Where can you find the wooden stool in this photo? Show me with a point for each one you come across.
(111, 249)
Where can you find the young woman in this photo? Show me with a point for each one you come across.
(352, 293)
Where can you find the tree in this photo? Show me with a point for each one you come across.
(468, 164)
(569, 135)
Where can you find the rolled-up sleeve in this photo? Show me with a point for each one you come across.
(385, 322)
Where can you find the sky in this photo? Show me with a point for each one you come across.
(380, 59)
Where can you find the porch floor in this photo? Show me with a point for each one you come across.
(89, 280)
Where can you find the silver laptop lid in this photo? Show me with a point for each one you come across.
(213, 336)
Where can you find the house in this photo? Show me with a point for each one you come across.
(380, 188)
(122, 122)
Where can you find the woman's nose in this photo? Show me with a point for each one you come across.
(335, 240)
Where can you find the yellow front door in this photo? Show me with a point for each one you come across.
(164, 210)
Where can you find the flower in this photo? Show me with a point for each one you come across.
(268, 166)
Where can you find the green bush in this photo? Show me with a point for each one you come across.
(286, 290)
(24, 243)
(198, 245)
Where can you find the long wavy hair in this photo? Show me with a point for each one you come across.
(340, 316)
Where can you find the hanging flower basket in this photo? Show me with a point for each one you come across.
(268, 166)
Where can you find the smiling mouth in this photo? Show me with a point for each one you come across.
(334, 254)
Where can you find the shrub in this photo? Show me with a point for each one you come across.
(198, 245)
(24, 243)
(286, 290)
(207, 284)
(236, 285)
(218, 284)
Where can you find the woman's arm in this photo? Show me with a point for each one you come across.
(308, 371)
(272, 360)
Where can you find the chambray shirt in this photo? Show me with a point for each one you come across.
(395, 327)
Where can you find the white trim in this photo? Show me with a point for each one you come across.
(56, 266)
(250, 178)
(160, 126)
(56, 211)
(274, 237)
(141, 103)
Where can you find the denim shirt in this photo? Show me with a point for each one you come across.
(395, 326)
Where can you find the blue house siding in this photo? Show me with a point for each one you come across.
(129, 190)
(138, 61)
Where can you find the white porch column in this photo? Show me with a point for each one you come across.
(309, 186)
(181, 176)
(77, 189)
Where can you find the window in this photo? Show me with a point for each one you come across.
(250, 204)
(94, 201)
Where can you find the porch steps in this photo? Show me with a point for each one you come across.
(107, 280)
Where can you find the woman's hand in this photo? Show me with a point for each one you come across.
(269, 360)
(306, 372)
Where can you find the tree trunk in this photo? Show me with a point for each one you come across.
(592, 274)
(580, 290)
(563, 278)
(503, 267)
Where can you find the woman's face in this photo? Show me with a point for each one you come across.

_DIRECTIONS_:
Copy the lines of the listing exactly. Skip none.

_FINAL ANSWER_:
Where can you find the wooden stool in this photo? Show me with a point for each one you come across.
(111, 249)
Where can you find the young woman in this photo? Show me with a point for each one you come across.
(352, 293)
Where can you find the tree in this photo? Show me with a point for each one you come across.
(468, 164)
(569, 135)
Where can you find the rolled-up sleeve in this photo? Show me with a point for each one you come across.
(385, 322)
Where can you find the sky in this photo? Show me with a point for each one you come across.
(380, 59)
Where can you find the porch floor in this photo? Show me with a point for each one you come across.
(89, 280)
Where can you find the silver laptop lid in this photo? Show me with a point for each one you come across.
(213, 336)
Where can you find the house in this photo? Show me with a point for each one you come across.
(380, 188)
(122, 122)
Where can you find the woman's nose in this photo? Show me with a point for each one you come across.
(335, 240)
Where can you find the yellow front door in this photo? Show me with a point for each one you come across.
(164, 210)
Where can you find the flower in this photo? Show me with a point for each one you come across.
(268, 166)
Where can you find the green bush in this photo? Show me with a point for each one you come across.
(286, 290)
(24, 243)
(198, 245)
Where can you find the long wavy hair in this photo? Show me with a point for each one you come across.
(340, 316)
Where can you find the hanging flower basket in this photo? Show me with a point for each one you come across.
(268, 166)
Where can you find the smiling mouth in this photo? Show me with a point for each one you come across.
(334, 254)
Where can you find the shrub in this photo? Show me with a point for each one you come across.
(198, 245)
(24, 243)
(286, 290)
(207, 284)
(236, 285)
(218, 284)
Where can you find the woman's arm in this photo? Show me with a point for each one you come across.
(308, 371)
(272, 360)
Where can you find the chambray shirt in this photo? Show me with a point for each one you come across.
(395, 327)
Where can you find the white trim in this photo? Show me with a point for each one you come across.
(56, 266)
(250, 178)
(160, 126)
(56, 211)
(274, 237)
(141, 103)
Where can you find the denim shirt in this photo? Show me with a point for each one you come across.
(395, 326)
Where can you find the blue house siding in this photo? Show me with a point for each one you come across.
(129, 190)
(138, 61)
Where can you find the white porch column in this photo? Show me with a point for each one you come across.
(309, 186)
(181, 176)
(77, 189)
Where can you find the window in this photo? Show me with a point for each one you come across.
(250, 204)
(94, 201)
Where can you find the porch steps in this photo? Show me with a point for each one you come across.
(107, 280)
Where can you find the woman's hand in this photo? Show me with a point for each one you come across.
(269, 360)
(306, 372)
Where can you find the tree trunk in this photo? Show me with a point for each one you come across.
(592, 274)
(580, 290)
(563, 278)
(503, 267)
Where can you find the woman's face in this photo? Show me with a point for each one you come across.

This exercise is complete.